# Written exercise
Copy out the rows below word for word, from the line with "Target: teal bottle" up to and including the line with "x=195, y=399". Leave out the pictures.

# Extracted data
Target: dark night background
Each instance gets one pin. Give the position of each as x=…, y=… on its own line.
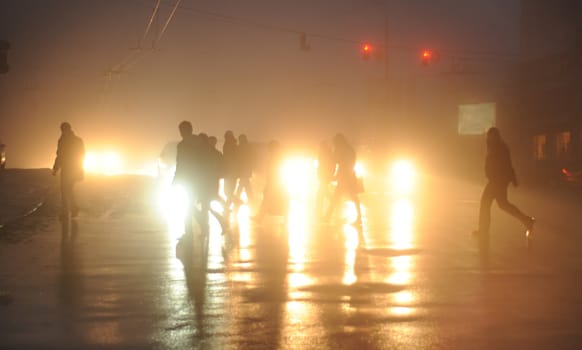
x=238, y=65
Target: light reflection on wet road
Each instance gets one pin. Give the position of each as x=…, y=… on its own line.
x=409, y=277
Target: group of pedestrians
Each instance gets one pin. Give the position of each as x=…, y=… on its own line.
x=200, y=166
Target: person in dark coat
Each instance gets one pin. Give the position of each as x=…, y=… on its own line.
x=229, y=160
x=499, y=172
x=188, y=175
x=245, y=162
x=345, y=174
x=69, y=162
x=275, y=200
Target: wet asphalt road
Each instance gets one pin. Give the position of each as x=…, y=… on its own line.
x=412, y=277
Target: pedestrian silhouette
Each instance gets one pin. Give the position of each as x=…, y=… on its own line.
x=188, y=175
x=229, y=149
x=245, y=160
x=211, y=162
x=275, y=200
x=500, y=173
x=69, y=163
x=345, y=174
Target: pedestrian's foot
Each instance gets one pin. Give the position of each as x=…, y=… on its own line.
x=529, y=227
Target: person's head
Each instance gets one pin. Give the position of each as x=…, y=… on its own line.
x=229, y=136
x=203, y=138
x=185, y=128
x=66, y=128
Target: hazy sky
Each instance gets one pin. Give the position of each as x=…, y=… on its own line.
x=221, y=64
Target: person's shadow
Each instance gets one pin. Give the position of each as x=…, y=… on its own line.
x=70, y=280
x=196, y=276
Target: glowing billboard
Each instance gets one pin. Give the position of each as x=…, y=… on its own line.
x=476, y=119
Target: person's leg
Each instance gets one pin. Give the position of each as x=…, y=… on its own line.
x=321, y=196
x=66, y=188
x=505, y=205
x=73, y=201
x=485, y=208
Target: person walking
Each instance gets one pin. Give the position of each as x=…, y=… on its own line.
x=188, y=175
x=230, y=176
x=500, y=173
x=245, y=162
x=345, y=174
x=69, y=163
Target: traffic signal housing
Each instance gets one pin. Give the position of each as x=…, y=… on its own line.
x=367, y=50
x=4, y=47
x=428, y=56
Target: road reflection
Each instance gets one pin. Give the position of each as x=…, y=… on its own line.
x=290, y=281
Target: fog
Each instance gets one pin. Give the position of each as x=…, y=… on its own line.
x=238, y=65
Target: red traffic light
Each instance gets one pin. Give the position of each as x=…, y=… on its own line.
x=426, y=57
x=367, y=50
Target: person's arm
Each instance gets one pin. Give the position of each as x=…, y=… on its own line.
x=511, y=171
x=57, y=163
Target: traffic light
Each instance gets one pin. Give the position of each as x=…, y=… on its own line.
x=426, y=57
x=4, y=46
x=367, y=51
x=304, y=44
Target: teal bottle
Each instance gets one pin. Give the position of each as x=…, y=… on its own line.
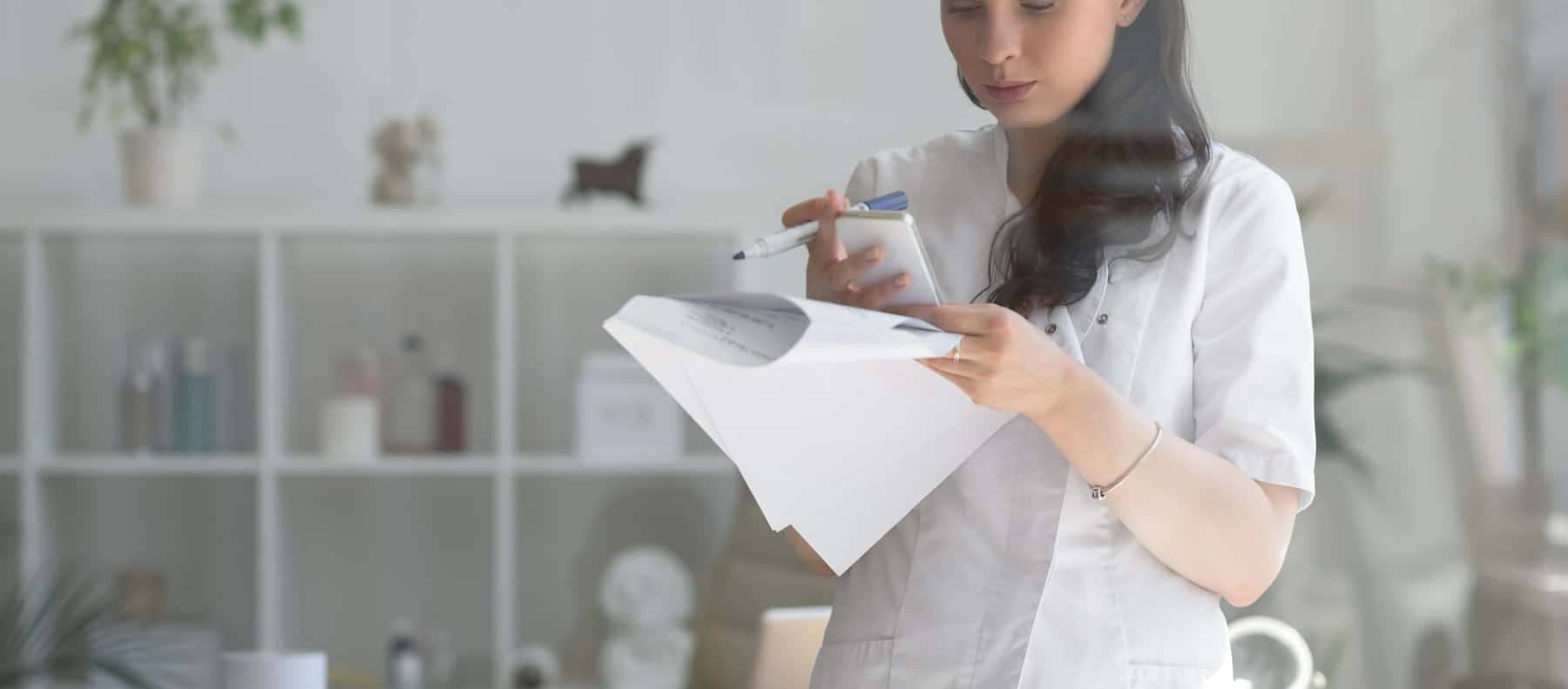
x=195, y=397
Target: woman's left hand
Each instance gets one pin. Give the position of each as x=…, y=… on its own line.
x=1004, y=361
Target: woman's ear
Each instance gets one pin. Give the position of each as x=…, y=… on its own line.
x=1128, y=11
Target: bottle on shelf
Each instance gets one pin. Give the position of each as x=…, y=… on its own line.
x=140, y=405
x=450, y=407
x=352, y=418
x=409, y=402
x=405, y=663
x=195, y=399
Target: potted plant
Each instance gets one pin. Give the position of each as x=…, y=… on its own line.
x=152, y=55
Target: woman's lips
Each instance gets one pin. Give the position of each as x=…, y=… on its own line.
x=1009, y=91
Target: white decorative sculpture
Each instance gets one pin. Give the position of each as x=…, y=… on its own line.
x=646, y=597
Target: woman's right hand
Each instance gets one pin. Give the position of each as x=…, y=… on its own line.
x=831, y=275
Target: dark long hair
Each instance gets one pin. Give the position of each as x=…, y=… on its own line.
x=1119, y=166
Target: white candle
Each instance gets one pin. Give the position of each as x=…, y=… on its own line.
x=274, y=671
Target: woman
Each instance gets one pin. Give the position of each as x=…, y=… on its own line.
x=1140, y=301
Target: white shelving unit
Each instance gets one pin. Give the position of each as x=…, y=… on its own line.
x=282, y=548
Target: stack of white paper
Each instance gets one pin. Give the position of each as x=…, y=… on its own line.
x=831, y=422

# Complete output
Target: teal bottle
Each instance gets one pin. Give the position of each as x=…, y=… on its own line.
x=195, y=397
Target: woman's left hand
Each instance gets one pin. Give the position of each as x=…, y=… on its own line.
x=1004, y=361
Target: woman's ear
Each instance gets one pin. Give the position of each as x=…, y=… on its own line.
x=1128, y=11
Target: bottle on shelf
Each instance gets one pin. Give the position of each as x=…, y=… on its own line.
x=140, y=405
x=450, y=407
x=352, y=418
x=409, y=402
x=405, y=663
x=195, y=399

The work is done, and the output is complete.